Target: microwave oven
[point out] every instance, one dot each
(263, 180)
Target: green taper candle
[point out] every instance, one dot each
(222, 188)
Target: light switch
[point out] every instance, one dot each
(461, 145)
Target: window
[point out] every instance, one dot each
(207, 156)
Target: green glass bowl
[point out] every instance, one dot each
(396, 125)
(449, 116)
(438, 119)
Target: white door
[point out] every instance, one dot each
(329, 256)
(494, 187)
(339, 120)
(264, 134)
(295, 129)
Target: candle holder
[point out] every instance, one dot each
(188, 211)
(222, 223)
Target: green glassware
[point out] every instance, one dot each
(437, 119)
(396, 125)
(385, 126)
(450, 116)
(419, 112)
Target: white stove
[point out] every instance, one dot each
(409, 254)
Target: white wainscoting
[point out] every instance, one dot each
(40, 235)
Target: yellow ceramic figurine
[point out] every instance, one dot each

§ GOAL
Repeat all of the material above verbatim, line for line, with nothing changed or left out.

§ TASK OUTPUT
Target: microwave oven
[point out] every instance, one dot each
(263, 180)
Target: green taper candle
[point out] every instance, one dot each
(222, 188)
Target: light switch
[point out] every instance, one dot each
(461, 145)
Target: window
[point out] every instance, one dot each
(207, 156)
Target: green glass bowl
[point out] every instance, one dot each
(396, 125)
(449, 116)
(438, 119)
Target: white door
[point out] every instance, one dot each
(329, 256)
(494, 187)
(339, 120)
(264, 134)
(295, 129)
Target: candle holder
[point out] every instance, one dot each
(188, 211)
(222, 223)
Target: green glassware
[point out] every instance, one dot each
(437, 119)
(396, 125)
(385, 126)
(450, 116)
(419, 112)
Target: white stove
[point out] every instance, one dot each
(409, 254)
Target: white wainscoting
[point out] every instance, one dot each
(40, 235)
Target: yellow ceramic figurine
[point out] every instance, one dot each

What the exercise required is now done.